| Consigne 1 |
Répondez aux questions suivantes d'après l'extrait ci-dessous sur le branchement électrique des navires à quai :
(a) Quelles sont les deux tensions visées par la norme CEI/ISO/IEEE 80008-1 Ed1 ?
(b) Quel ferry faisait l'objet de l'étude de branchement à quai lancée en 2007 avec Louis Dreyfus Armateurs ?
(c) Quelle part modale globale le GPMH s'est-il fixée pour 2020 ?

**** Extrait

Normes électriques internationales
Depuis le vote positif de mai dernier à la Commission électrotechnique internationale, il existe deux normes qui concernent le branchement électrique des navires. L’une concerne les « systèmes haute tension de raccordement des navires à quai » (CEI/ISO/IEEE 80008-1 Ed1); l’autre, les prises de courant pour ces systèmes (CEI 62613). Par définition, la première norme ne concerne que les tensions alternatives de plus de 1 000 V et dans le cas présent, deux tensions en particulier: le 6,6 kV et le 11 kV. Les caractéristiques des tensions à fournir sont définies ainsi que celles des différentes parties composant le système (transformateur, circuit de protection, commutateur, etc.). Sont prévues des dispositions spécifiques aux rouliers, paquebots, porte-conteneurs, méthaniers et autres navires citernes. La seconde norme comporte deux parties: les règles générales et les règles de compatibilité et d’interchangeabilité dimensionnelle pour les appareils destinés à être utilisés par différents types de navires.
Le Havre, des études en cours
À l’initiative du Grand port maritime du Havre, des contacts sont pris en 2007 avec Louis Dreyfus Armateurs (LDA) afin d’étudier la faisabilité de brancher à quai le ferry Norman-Leader (navire conçu pour la ligne Le Havre-Portsmouth). Ce projet qui a rapidement recueilli l’adhésion de LDA prévoyait également, l’adaptation du terminal de Grande-Bretagne, situé au cœur de la ville, pour mettre en œuvre cette nouvelle facilité offerte au navire.
Le projet a correctement progressé techniquement et financièrement sans aboutir car, en 2011, LDA n’a pas pris livraison du navire à cause du non-respect par le chantier Technologies Marines de Singapour, de certaines spécifications contractuelles. Un nouveau projet d’alimentation électrique au quai Hermann du Pasquier est en cours d’étude.
Le GPMH a été sollicité pour fournir l’infrastructure d’alimentation électrique à quai pour des rouliers. Les études de faisabilité sont faites mais il reste encore à valider les étapes suivantes de ce projet.
Bornes électriques
Pour accompagner le développement du trafic fluvial, il est prévu d’équiper non seulement le futur terminal multimodal de bornes électriques (livraison fin 2014) mais aussi d’équiper en bornes d’alimentation électrique des postes à quai existants. Ce projet s’intègre dans une étude plus générale afin de mettre en place, le cas échéant, de nouvelles facilités pour permettre l’accueil des barges, péniches ou automoteurs fluviaux dans le port du Havre. Le développement du fluvial comme du ferroviaire, modes de transports massifiés favorables à l’environnement, représente l’un des engagements du GPMH avec un objectif de part modale globale de 25 % en 2020.

********
**** Données fournies

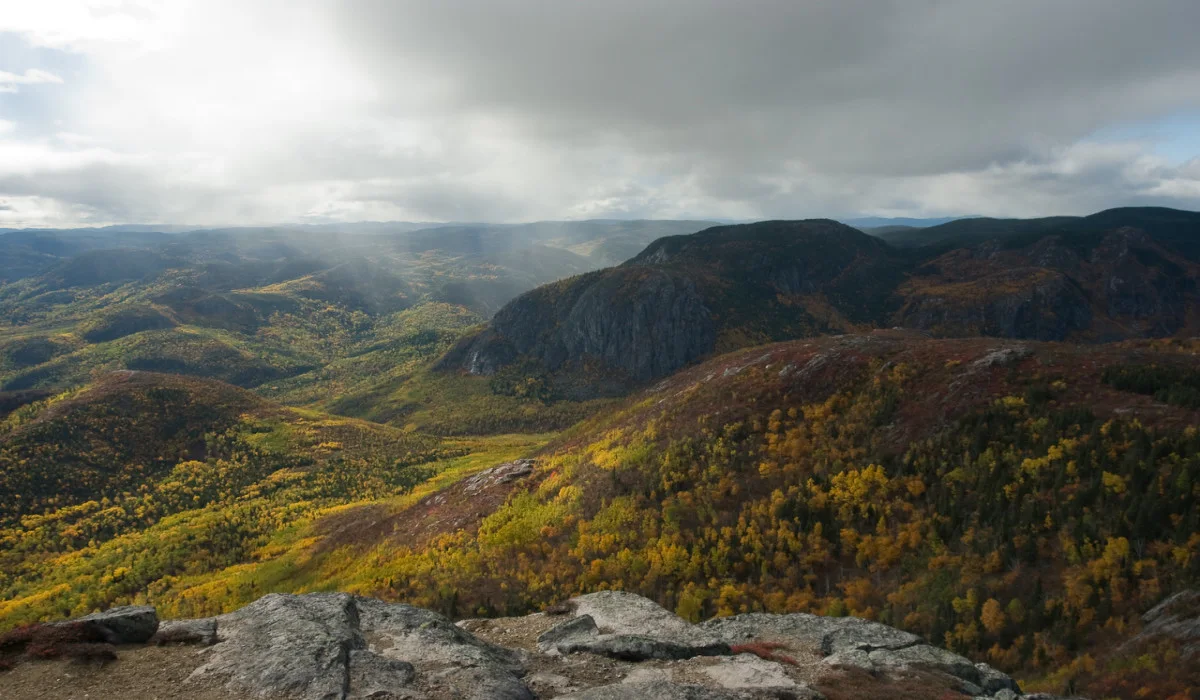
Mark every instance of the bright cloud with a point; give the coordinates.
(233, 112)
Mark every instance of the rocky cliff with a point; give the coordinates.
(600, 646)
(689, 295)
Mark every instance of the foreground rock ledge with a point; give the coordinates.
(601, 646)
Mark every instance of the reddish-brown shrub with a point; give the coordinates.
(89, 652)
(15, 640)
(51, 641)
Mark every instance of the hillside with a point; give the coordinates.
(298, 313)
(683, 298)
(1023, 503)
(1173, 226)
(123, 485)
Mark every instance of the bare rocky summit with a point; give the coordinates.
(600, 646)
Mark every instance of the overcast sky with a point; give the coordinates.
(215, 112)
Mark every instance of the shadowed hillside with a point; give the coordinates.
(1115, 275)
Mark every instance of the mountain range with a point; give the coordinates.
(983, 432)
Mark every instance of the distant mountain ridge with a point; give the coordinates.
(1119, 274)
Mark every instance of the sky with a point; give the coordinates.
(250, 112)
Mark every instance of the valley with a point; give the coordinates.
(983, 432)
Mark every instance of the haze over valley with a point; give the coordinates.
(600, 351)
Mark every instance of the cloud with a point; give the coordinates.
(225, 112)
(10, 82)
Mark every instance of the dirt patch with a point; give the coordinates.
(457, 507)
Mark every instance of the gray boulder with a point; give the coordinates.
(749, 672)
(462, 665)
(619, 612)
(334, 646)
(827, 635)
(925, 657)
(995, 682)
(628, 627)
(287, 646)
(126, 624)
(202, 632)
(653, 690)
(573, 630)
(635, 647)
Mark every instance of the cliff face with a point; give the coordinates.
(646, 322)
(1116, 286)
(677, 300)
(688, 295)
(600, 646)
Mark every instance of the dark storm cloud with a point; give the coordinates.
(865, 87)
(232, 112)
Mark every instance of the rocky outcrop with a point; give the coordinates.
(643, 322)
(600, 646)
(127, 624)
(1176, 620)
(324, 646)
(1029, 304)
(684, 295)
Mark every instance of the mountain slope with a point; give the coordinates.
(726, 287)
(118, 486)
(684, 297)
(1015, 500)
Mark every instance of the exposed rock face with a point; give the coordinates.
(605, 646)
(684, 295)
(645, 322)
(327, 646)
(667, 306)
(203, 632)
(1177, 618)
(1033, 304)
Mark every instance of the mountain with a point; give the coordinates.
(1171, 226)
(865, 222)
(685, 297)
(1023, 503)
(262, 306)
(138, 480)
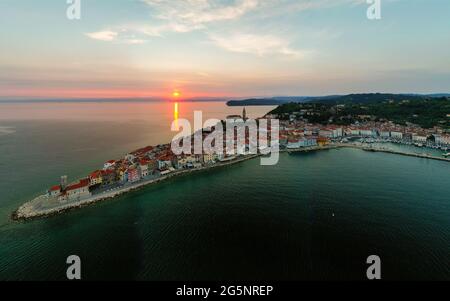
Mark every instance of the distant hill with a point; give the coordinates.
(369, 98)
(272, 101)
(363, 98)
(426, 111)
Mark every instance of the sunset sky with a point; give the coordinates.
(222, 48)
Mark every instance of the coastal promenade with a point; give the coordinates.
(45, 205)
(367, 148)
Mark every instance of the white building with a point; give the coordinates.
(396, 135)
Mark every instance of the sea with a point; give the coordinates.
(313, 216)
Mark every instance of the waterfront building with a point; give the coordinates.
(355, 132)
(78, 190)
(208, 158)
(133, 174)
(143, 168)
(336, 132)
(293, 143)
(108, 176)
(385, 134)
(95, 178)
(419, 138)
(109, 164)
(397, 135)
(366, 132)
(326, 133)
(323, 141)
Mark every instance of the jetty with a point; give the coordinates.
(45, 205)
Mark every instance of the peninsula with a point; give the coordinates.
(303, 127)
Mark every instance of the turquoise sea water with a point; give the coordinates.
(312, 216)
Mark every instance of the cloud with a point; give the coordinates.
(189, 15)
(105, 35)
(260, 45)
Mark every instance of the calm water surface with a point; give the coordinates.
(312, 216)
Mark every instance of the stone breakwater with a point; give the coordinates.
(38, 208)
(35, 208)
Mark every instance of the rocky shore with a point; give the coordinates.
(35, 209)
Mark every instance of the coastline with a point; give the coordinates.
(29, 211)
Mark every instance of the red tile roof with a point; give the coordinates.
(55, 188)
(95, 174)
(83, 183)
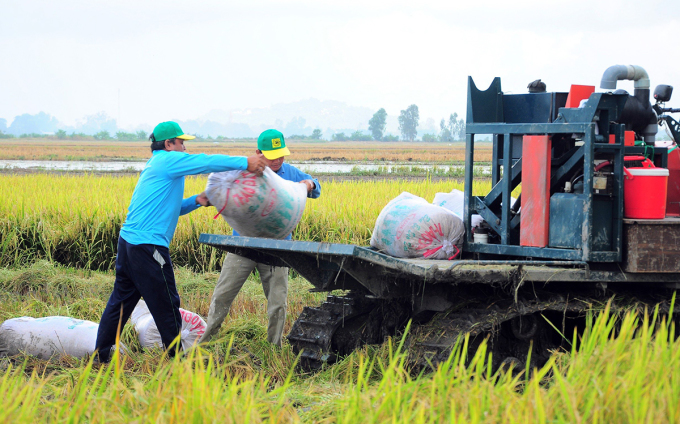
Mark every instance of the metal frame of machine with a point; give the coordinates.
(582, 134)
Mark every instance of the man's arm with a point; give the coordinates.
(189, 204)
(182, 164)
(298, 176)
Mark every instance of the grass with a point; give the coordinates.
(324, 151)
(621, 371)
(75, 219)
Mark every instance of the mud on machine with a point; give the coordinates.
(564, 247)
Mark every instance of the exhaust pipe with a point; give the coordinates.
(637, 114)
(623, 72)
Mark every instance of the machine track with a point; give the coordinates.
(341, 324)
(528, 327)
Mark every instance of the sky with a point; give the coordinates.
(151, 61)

********
**** Données fournies

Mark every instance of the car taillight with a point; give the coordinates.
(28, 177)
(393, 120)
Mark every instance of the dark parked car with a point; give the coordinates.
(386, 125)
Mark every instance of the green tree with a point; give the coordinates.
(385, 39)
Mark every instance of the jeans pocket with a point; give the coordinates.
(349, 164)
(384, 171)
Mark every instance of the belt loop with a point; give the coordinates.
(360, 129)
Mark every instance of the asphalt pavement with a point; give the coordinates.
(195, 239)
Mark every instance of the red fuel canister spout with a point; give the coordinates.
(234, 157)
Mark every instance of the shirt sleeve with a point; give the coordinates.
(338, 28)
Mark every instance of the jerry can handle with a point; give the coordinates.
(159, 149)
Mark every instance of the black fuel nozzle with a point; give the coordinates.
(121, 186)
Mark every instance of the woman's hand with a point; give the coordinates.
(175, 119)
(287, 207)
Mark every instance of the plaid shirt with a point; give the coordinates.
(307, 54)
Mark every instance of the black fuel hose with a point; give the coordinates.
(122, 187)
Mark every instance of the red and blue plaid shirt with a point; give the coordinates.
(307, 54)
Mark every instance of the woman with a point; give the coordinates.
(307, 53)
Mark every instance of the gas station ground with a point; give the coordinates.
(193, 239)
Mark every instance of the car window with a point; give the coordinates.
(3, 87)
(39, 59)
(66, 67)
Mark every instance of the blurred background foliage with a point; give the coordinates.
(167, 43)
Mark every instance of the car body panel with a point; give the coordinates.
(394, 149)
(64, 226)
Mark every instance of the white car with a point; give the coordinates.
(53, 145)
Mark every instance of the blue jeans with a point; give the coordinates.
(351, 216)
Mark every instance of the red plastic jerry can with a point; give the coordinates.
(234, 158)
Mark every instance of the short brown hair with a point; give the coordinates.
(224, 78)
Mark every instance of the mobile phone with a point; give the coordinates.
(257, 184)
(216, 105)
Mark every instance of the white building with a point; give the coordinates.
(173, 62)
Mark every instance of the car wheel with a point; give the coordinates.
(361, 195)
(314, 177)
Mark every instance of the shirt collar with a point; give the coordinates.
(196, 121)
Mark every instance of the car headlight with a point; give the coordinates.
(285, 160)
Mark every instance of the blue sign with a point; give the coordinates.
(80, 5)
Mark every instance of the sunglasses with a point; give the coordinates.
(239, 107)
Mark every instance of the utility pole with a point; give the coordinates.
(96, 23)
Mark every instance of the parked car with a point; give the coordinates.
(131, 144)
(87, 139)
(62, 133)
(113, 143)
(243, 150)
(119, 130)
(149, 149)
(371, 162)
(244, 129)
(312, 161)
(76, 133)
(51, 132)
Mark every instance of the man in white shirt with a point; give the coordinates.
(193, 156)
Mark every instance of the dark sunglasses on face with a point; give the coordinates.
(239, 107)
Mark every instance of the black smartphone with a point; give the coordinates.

********
**** Données fournies

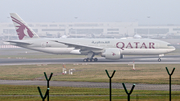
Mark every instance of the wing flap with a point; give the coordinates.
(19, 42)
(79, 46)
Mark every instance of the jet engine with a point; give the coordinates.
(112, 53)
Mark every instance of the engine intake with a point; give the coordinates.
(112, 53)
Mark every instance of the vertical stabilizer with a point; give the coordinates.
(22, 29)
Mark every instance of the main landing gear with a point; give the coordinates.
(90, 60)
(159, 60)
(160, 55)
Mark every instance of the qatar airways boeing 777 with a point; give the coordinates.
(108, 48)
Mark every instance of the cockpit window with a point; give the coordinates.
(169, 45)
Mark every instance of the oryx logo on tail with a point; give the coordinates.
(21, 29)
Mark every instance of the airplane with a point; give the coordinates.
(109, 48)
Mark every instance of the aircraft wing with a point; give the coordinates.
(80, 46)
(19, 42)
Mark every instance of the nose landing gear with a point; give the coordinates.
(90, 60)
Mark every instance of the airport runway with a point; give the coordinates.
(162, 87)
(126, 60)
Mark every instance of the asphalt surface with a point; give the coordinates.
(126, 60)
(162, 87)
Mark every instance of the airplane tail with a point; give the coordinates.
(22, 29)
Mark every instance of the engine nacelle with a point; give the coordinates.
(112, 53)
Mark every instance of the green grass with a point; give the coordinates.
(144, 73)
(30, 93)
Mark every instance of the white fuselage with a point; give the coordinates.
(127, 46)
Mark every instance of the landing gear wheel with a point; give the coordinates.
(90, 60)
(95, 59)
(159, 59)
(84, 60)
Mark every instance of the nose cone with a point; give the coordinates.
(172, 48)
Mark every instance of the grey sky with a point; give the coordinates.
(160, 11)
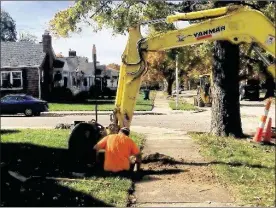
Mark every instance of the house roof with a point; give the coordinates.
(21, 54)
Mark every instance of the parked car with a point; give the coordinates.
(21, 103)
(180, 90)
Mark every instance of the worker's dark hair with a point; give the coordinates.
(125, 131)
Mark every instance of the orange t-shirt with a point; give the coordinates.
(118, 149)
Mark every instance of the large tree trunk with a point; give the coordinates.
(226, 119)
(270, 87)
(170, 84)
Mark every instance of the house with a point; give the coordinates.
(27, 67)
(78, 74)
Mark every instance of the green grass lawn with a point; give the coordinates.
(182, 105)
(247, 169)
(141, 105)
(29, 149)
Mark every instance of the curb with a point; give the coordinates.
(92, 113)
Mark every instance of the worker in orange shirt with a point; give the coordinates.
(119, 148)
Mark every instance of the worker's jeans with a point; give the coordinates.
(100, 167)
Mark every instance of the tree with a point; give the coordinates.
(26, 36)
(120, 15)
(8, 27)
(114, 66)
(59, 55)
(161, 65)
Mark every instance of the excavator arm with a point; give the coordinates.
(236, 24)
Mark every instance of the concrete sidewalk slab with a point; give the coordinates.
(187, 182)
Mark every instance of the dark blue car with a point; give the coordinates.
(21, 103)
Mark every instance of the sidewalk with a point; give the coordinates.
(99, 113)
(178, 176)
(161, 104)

********

| Consigne 2 |
Comptez les lignes des entrées ci-dessus où figure le mot « wheel ». Indiquez seulement ce nombre.

| Réponse 1 |
(a) Le 6,6 kV et le 11 kV.
(b) Le Norman-Leader.
(c) 25 %.

| Réponse 2 |
2